WORK TO BE COMPLETED -> Filter these entries down to the lines that hold the word "loadImage", and show each of them.

AVAILABLE RECORDS ->
= Beginning of Section =

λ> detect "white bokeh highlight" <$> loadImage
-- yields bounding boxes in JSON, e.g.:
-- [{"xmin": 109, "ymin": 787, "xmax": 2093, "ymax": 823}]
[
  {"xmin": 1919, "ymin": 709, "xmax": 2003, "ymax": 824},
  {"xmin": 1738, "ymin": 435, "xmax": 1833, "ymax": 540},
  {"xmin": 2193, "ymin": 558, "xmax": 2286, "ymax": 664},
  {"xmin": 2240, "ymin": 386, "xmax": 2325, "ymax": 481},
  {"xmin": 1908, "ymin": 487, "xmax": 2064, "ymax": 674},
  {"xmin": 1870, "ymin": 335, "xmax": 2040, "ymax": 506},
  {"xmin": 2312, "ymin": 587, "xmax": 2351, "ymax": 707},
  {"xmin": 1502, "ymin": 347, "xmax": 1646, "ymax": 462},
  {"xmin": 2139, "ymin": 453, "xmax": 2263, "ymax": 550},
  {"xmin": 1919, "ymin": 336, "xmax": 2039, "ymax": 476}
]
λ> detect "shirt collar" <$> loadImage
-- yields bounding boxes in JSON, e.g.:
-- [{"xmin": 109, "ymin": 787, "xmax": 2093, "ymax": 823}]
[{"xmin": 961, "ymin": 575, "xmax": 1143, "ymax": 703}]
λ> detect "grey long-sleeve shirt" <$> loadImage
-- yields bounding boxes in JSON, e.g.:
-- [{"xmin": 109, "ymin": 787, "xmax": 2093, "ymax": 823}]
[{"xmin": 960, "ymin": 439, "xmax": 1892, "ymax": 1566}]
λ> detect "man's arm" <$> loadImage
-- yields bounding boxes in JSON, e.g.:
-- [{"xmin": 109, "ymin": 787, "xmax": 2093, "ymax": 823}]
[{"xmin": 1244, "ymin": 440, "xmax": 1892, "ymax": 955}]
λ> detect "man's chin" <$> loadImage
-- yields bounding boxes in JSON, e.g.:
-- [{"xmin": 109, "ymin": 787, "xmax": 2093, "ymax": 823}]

= End of Section =

SOLVED EXERCISE ->
λ> detect "white bokeh highlight" <$> loadImage
λ> detect "shirt collar" <$> loadImage
λ> detect "grey long-sleeve shirt" <$> loadImage
λ> detect "man's arm" <$> loadImage
λ> detect "man's chin" <$> loadImage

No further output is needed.